Quacks Pretend To Cure Other Men’s Disorders But Rarely Find A Cure For Their Own – Part Thirty Eight


Cordial Balm of Gilead

Our next quack is one Samuel Solomon who was born around the 1760s in Dublin and moved to the north of England some time before 1800 where eventually he set up a patent medicine business in Liverpool. He styled himself as a doctor but it is almost certain that what medical qualifications he may have possessed were bought rather than earned.

His most famous and successful remedy was this rather grandiloquently named tincture which takes as its reference the balm of Gilead in the book of Jeremiah, “is there no balm in Gilead, is there no physician there?” – nothing like a bit of biblical provenance to add to the authenticity of your products. From the 17th century balm of gilea became synonymous with a universal cure-all in figurative speech.

As we have seen with many of our quacks Solomon was not shy in proclaiming the significant benefits to be had by taking the balm. It was said to have been distilled from liquid gold or to have been composed of the pure essence of virgin gold. In reality, it was little more than a mix of brandy and turpentine flavoured with various herbs. Mercifully, perhaps, there is no suggestion that it contained any of the opiates that were commonly found in contemporary potions.

Solomon’s adverts focused on people’s general anxieties and sense of hypochondria, easy meat in an age when medical knowledge was sketchy and access to what medical assistance was available was expensive. To ensure that we recognised the true value of the balm, the adverts went overboard, “it offers the most invigorating powers. It warms and enlivens the heart, raises the spirits and promotes digestion, eases or cures nervous, hypochondriac, nervous and female complaints and lifts lassitude, debility and weakness arising from juvenile imprudences. So noble, safe and efficacious a remedy has never before been offered to mankind”.  If you were worried about the taste, fear not, “Besides the nutritious quality of a restorative, it has a fragrant, subtle, oleos principle, which immediately  affects the nerves and gives a kind of friendly motion to the fluids, yielding plenty of animal heat, the true source of firmness and vigour”.

WHAT YOU HAVE TO DO
Please write the next part of the piece on Samuel Solomon's Cordial Balm of Gilead, starting after its last sentence. The lines that come next have nothing to do with this piece.

DATA TO EXAMINE

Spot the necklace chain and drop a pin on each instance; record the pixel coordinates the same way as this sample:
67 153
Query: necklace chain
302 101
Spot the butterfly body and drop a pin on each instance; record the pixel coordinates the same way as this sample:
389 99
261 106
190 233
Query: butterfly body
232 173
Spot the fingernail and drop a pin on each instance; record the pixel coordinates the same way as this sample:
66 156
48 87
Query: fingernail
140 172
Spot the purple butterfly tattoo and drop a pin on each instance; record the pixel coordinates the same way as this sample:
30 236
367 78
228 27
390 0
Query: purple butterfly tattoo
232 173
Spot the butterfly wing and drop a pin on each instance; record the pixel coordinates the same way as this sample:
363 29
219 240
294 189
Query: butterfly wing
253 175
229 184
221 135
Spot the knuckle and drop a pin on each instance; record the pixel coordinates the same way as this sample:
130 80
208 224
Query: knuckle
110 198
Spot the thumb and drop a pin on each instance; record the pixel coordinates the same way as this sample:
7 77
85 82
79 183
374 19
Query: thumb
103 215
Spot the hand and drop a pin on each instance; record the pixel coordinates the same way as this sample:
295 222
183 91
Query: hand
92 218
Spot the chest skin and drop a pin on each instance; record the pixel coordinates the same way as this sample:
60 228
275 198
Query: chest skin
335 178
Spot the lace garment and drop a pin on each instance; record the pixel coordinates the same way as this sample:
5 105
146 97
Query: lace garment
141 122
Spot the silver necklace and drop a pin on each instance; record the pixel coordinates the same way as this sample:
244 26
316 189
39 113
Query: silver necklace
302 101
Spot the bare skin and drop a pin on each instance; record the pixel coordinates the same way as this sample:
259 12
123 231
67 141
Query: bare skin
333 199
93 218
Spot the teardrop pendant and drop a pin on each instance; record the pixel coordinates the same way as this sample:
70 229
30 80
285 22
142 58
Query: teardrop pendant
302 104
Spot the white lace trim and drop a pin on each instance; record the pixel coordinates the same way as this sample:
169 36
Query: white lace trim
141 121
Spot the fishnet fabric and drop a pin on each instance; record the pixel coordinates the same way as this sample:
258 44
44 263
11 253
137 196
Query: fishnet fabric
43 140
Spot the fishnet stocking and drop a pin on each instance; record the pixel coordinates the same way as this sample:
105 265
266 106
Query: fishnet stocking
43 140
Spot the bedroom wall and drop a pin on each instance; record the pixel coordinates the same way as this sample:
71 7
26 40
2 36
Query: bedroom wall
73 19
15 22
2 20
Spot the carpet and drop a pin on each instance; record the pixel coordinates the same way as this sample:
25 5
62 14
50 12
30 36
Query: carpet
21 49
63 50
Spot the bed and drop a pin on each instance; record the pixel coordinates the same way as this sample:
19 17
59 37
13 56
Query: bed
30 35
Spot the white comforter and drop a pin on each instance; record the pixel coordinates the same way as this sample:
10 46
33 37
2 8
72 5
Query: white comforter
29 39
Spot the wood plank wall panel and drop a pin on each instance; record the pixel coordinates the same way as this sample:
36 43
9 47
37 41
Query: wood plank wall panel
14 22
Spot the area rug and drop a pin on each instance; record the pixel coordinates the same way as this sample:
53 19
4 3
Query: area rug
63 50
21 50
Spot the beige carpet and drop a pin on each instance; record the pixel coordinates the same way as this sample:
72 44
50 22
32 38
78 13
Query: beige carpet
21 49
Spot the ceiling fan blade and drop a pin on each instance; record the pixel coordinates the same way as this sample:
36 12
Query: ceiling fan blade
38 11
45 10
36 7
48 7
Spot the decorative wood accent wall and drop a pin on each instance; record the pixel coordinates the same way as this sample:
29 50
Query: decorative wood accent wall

WRITTEN ANSWER
Inevitably, access to this panacea came at a price – a small bottle retailing at 10 shillings and sixpence and a large bottle at 33 shillings, astronomic sums at the time. Solomon even charged for the benefit of his expertise, as one advert makes clear, “Dr Solomon, when consulted, expects the usual fee of £1 to whom such letters, for safety, be addressed – Money Letter, Dr Solomon, Gilead-House, near Liverpool, paid double postage”.  Yes, he named his grandiose house built with the profits of his tincture after his product. He was famous for carrying an ostentatious cane with a large gold handle and for being somewhat careful with his pennies. When guests arrived arrived at the house for dinner they were provided with a bottle to taste. When it was time to leave they were each presented with a bill for the balm!

Such behaviour seldom wins friends, though. A group of men whose wives were addicted to the balm, probably the alcoholic contents thereof, lured Solomon into a trap, forced him to drink a bottle of his own balm and then set about him. So shaken was Solomon that he left Liverpool, only returning again shortly before his death.

Solomon died in 1818 and with him went most of his business. Widespread advertising of the balm pretty much stopped in the early 1820s and although it appeared in the list for Stamp Duty in 1830 the Balm of Gilead passed slowly into the obscurity it deserved.